Quote word for word the part of the items below that opens with the line containing "Annotation task — tag each instance of the thin" and closes with the line containing "pixel 205 786".

Collected data entries:
————————

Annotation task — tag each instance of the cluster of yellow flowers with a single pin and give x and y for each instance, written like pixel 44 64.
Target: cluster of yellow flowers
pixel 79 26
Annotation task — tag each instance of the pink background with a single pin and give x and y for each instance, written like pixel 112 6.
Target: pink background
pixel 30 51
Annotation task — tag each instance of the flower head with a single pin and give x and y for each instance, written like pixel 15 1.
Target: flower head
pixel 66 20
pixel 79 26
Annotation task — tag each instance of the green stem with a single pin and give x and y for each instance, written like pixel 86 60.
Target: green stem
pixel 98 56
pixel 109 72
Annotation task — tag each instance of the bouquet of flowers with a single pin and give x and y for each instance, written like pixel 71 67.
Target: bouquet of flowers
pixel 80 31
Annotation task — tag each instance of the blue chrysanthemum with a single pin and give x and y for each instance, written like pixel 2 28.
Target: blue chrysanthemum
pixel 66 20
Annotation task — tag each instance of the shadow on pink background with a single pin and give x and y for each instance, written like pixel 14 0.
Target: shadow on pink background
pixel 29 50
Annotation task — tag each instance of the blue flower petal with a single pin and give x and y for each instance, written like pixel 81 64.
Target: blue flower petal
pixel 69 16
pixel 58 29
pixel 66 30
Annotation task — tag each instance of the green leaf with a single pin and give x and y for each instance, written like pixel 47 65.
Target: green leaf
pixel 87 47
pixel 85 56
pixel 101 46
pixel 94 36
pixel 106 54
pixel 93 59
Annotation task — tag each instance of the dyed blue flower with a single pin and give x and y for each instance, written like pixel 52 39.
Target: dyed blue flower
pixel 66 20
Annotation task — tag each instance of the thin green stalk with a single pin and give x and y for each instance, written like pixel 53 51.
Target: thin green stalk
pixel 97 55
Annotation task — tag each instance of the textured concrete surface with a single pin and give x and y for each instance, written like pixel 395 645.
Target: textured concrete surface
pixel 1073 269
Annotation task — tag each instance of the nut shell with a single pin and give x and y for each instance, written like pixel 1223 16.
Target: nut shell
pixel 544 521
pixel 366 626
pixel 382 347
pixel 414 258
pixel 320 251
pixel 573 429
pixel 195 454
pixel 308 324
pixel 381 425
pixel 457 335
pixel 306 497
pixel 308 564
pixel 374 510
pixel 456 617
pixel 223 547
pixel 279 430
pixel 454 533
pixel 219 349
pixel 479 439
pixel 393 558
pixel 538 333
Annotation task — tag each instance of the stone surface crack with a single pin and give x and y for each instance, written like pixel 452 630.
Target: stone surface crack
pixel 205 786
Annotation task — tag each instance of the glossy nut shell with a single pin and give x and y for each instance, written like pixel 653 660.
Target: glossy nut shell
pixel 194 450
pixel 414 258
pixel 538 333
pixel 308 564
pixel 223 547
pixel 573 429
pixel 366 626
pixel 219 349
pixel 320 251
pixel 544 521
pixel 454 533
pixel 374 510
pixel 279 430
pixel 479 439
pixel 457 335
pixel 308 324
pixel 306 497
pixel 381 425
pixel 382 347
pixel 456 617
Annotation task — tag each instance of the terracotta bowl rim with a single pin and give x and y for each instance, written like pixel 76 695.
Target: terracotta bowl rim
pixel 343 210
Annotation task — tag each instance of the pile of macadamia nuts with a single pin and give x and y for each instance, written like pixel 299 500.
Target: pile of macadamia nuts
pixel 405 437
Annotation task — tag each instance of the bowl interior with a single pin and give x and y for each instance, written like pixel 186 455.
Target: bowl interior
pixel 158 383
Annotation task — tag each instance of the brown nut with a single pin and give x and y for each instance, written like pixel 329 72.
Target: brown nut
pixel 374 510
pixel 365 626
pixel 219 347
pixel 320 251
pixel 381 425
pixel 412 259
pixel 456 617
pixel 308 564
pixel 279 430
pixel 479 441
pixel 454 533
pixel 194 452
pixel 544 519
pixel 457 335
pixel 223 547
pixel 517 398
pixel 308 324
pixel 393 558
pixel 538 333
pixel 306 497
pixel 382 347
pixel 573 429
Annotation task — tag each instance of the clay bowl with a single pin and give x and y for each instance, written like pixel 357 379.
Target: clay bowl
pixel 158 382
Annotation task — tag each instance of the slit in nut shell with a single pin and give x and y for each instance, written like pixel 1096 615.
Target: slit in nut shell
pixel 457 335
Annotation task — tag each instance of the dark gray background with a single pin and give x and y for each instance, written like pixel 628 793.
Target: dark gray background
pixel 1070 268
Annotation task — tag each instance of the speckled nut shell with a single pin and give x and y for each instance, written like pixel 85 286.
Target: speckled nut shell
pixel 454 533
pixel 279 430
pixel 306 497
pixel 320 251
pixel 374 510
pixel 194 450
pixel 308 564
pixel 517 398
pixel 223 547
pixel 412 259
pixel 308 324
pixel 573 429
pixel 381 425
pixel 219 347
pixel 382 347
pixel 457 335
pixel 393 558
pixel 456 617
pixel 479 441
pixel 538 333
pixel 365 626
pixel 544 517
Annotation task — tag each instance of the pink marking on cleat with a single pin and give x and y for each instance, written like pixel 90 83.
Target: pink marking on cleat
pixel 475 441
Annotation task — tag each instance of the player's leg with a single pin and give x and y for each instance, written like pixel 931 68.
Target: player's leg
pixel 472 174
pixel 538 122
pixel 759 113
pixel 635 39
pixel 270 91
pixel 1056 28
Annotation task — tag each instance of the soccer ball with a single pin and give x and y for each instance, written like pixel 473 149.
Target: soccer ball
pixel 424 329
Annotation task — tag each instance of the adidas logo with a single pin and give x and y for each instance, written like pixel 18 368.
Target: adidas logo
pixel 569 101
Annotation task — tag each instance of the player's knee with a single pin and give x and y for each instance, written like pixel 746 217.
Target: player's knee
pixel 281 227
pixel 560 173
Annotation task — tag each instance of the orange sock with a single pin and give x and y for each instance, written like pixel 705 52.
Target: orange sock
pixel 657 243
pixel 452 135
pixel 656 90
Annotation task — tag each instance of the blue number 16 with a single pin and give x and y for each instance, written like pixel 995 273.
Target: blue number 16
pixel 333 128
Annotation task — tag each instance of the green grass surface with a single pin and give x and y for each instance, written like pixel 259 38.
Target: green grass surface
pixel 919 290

————————

Exercise output —
Annotation task — tag each instance of the thin green stalk with a single pin and give x and y for each instance, written like pixel 53 51.
Target: thin green stalk
pixel 97 55
Annotation task — tag each instance of the textured concrete surface with a single pin and give x and y for each instance, written like pixel 395 645.
Target: textured concrete surface
pixel 1073 269
Annotation task — tag each instance of the nut shell with a single pin and give x and y for each instance, written like pixel 1223 16.
Target: nut shell
pixel 544 521
pixel 366 626
pixel 382 347
pixel 414 258
pixel 320 251
pixel 573 429
pixel 195 454
pixel 308 324
pixel 381 425
pixel 457 335
pixel 306 497
pixel 308 564
pixel 374 510
pixel 456 617
pixel 223 547
pixel 279 430
pixel 454 533
pixel 219 349
pixel 479 439
pixel 393 558
pixel 538 333
Annotation task — tag each instance of the stone surface crack with a single pin and give x and y for each instance, written like pixel 452 630.
Target: stone surface crack
pixel 205 786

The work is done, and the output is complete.